Chaque année en cette période, j'ai une pensée fraternelle pour un camarade qui me laisse, encore aujourd'hui, un incompréhensible sentiment de frustration; tous les ans, ma mémoire repasse inlassablement le film de notre rencontre insolite.

 

Je me souviens..."Du haut de la citadelle "Montlaur" à Bonifacio, pendant les mois de "mon instruction"; Je regardais nostalgique le ciel qui s’empourprait des couleurs de feu d’un soleil moribond qui ne tarda pas à disparaître derrière l’horizon.

Alexandre, jeune légionnaire d’origine haïtienne de Port au Prince, venait de me rejoindre à ma grande surprise. Ce jeune homme ne parlait jamais à personne, il n’avait aucun contact avec les autres; solitaire, il cherchait  l’isolement en affichant ostensiblement la particularité de paraître toujours absent, ailleurs, triste.

Envahi par un trop plein de silence, Alexandre avait besoin de parler à quelqu’un et je sentais bien dans son attitude qu’il lui fallait se confier à quelqu'un. Prétentieusement je pensais qu’il voyait en moi un soutien,  mais en fait, il avait seulement besoin d'une "oreille attentive"... Il me suffisait de me taire pour qu’il parle.

Sans attendre, Alexandre prit la parole: "fais-tu des cauchemars la nuit et as-tu des colères soudaines?". Vois-tu me dit-il: “On ne se cache jamais assez, il fallait que je parte de mon ailleurs pour un pays où personne ne puisse connaître mon histoire. Alors, seulement et à cette condition, je pensais pouvoir me sentir enfin libre. J'étais asphyxié, il me fallait apprendre à chasser mes "démons". quand j'étais au plus mal dans mon personnage, on disait de moi, que j’étais bavard comme une pie que je racontais des histoires, j’adressais la parole à des inconnus dans la rue. Qui aurait pu penser que je parlais pour me taire ? Les mots que je disais servaient à cacher ceux qu’il me fallait ne pas dire. Certes, petit à petit, mes souvenirs s’éclairaient , mais ce travail de mémoire, de narration intime agrémentait ma mémoire pour oublier l’insupportable. J'étais trop devenu une petite chose insignifiante bousculée par le destin, aujourd’hui, je veux devenir l’auteur de ce que je raconte, en devenir le héros, ne plus subir et surtout ne plus être cette acteur involontaire d’un scénario imposé ”.
= = = = = = =
_Énoncé 1_
Relevez tous les noms de lieux propres qui figurent dans le récit.
_Énoncé 2_
D'après le récit, pourquoi Alexandre a-t-il dû quitter son pays ? Répondez en une à trois phrases.
_Énoncé 3_
Reprenez le récit de la rencontre avec Alexandre après sa dernière phrase.
Les lignes qui viennent après ce récit n'ont aucun lien avec lui.

_Lignes fournies_
= = = = = = =
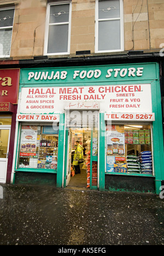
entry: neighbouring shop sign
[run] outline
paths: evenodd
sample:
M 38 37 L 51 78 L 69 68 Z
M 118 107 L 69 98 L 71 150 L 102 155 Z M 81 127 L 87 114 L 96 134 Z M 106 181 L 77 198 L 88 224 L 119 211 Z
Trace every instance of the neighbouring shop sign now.
M 9 102 L 1 102 L 0 103 L 0 112 L 13 112 L 14 111 L 14 105 Z
M 0 102 L 17 104 L 20 69 L 0 69 Z
M 20 114 L 16 115 L 16 121 L 55 121 L 59 122 L 59 115 L 36 115 L 36 114 Z
M 74 102 L 87 109 L 89 102 L 103 112 L 152 112 L 150 84 L 22 88 L 21 99 L 20 113 L 26 114 L 63 113 Z
M 105 113 L 104 120 L 117 121 L 155 121 L 154 113 Z

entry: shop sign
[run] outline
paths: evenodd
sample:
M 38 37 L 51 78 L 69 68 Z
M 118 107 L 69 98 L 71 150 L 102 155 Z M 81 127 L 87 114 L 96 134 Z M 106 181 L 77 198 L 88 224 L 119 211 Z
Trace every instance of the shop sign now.
M 22 84 L 126 81 L 157 78 L 156 63 L 21 69 Z
M 150 84 L 22 88 L 21 97 L 20 112 L 26 114 L 87 109 L 91 102 L 103 112 L 152 112 Z
M 105 113 L 105 120 L 155 121 L 154 113 Z
M 59 122 L 59 115 L 37 115 L 37 114 L 21 114 L 16 115 L 16 121 L 51 121 Z
M 0 102 L 17 104 L 20 69 L 0 69 Z

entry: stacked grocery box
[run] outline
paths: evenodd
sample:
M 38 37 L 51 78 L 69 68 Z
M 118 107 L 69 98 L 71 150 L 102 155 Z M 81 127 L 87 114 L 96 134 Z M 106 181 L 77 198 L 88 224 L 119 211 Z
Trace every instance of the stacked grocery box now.
M 125 144 L 150 144 L 150 130 L 125 130 Z
M 128 155 L 126 158 L 127 172 L 131 173 L 139 173 L 140 167 L 139 157 L 134 155 Z
M 143 151 L 139 154 L 142 173 L 153 173 L 152 155 L 151 151 Z

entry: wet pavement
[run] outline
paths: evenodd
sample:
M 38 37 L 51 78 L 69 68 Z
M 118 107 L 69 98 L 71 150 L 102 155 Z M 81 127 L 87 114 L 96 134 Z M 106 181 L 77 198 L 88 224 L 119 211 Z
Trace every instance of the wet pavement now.
M 0 184 L 0 245 L 163 245 L 163 210 L 152 194 Z

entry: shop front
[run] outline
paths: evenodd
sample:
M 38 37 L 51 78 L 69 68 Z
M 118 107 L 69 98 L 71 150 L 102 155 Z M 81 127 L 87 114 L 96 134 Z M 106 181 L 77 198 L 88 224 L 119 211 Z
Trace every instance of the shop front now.
M 19 69 L 0 69 L 0 183 L 10 183 L 12 172 Z
M 21 69 L 13 182 L 159 193 L 159 77 L 156 63 Z

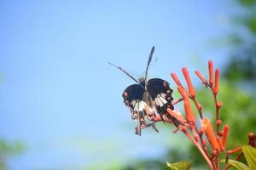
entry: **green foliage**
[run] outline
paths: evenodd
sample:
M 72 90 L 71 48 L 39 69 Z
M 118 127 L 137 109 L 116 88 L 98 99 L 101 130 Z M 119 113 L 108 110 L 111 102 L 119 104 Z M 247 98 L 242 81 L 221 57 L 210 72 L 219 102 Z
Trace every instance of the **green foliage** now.
M 226 160 L 223 159 L 223 160 L 220 160 L 220 162 L 225 163 L 225 161 Z M 229 164 L 232 165 L 238 170 L 248 170 L 249 169 L 249 167 L 247 165 L 245 165 L 244 163 L 235 161 L 235 160 L 229 159 Z
M 250 145 L 243 145 L 242 152 L 247 159 L 249 169 L 256 169 L 256 148 Z
M 191 163 L 189 161 L 183 161 L 177 163 L 166 162 L 167 166 L 172 170 L 189 170 L 191 167 Z
M 0 169 L 8 169 L 6 159 L 9 156 L 20 154 L 24 150 L 21 142 L 9 143 L 5 139 L 0 139 Z

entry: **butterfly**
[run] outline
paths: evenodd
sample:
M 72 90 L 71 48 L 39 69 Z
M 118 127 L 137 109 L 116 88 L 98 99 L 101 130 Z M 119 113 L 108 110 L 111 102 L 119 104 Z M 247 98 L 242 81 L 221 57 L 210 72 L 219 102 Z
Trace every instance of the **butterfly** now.
M 148 81 L 148 71 L 151 63 L 154 47 L 153 46 L 148 56 L 145 76 L 139 79 L 134 78 L 131 74 L 125 71 L 122 67 L 117 66 L 112 63 L 113 66 L 120 70 L 130 78 L 131 78 L 136 84 L 128 86 L 122 94 L 125 105 L 130 108 L 131 118 L 137 121 L 136 127 L 136 134 L 141 135 L 142 129 L 146 127 L 152 126 L 156 132 L 154 118 L 156 116 L 156 112 L 165 122 L 164 116 L 170 119 L 176 127 L 180 122 L 170 114 L 166 114 L 166 109 L 174 110 L 172 102 L 173 98 L 172 96 L 172 89 L 169 87 L 169 82 L 160 78 L 152 78 Z M 147 122 L 145 117 L 151 122 Z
= = = = = = =
_Réponse 1_
Montlaur (la citadelle), Bonifacio, Port au Prince

_Réponse 2_
Alexandre devait partir vers un pays où personne ne pourrait connaître son histoire. Il pensait qu'à cette seule condition il pourrait enfin se sentir libre.

_Réponse 3_
Pendant qu’il me parlait, j’imaginais le murmure de ses fantômes. Qui était-il donc pour souffrir ainsi, qu’avait donc été sa jeune existence jusqu’à son engagement dans cette Légion si lointaine pour lui ? Je ressentais une certaine pitié, la   politesse curieuse que j'affichais faisait place à un trouble envahissant qu'alimentait, à souhait, le mystère de ses propos. Je tentais maladroitement de lui faire la conversation: “quand nos fantômes font écho avec ce que nous racontons”, lui dis-je, “ ils provoquent souvent un  mal-être  envahissant qui nous empêche tout simplement de vivre”. Je ne savais  comment je pouvais lui venir en aide, il ne pouvait prendre conscience qu’il me contrariait et que je me sentais frustré, tant j’avais de questions à lui poser. Curieusement, pourtant, sans savoir pourquoi, je restais muet, incapable d'émettre un son; je sentais bien, au fond de moi-même, que son histoire était impossible à partager.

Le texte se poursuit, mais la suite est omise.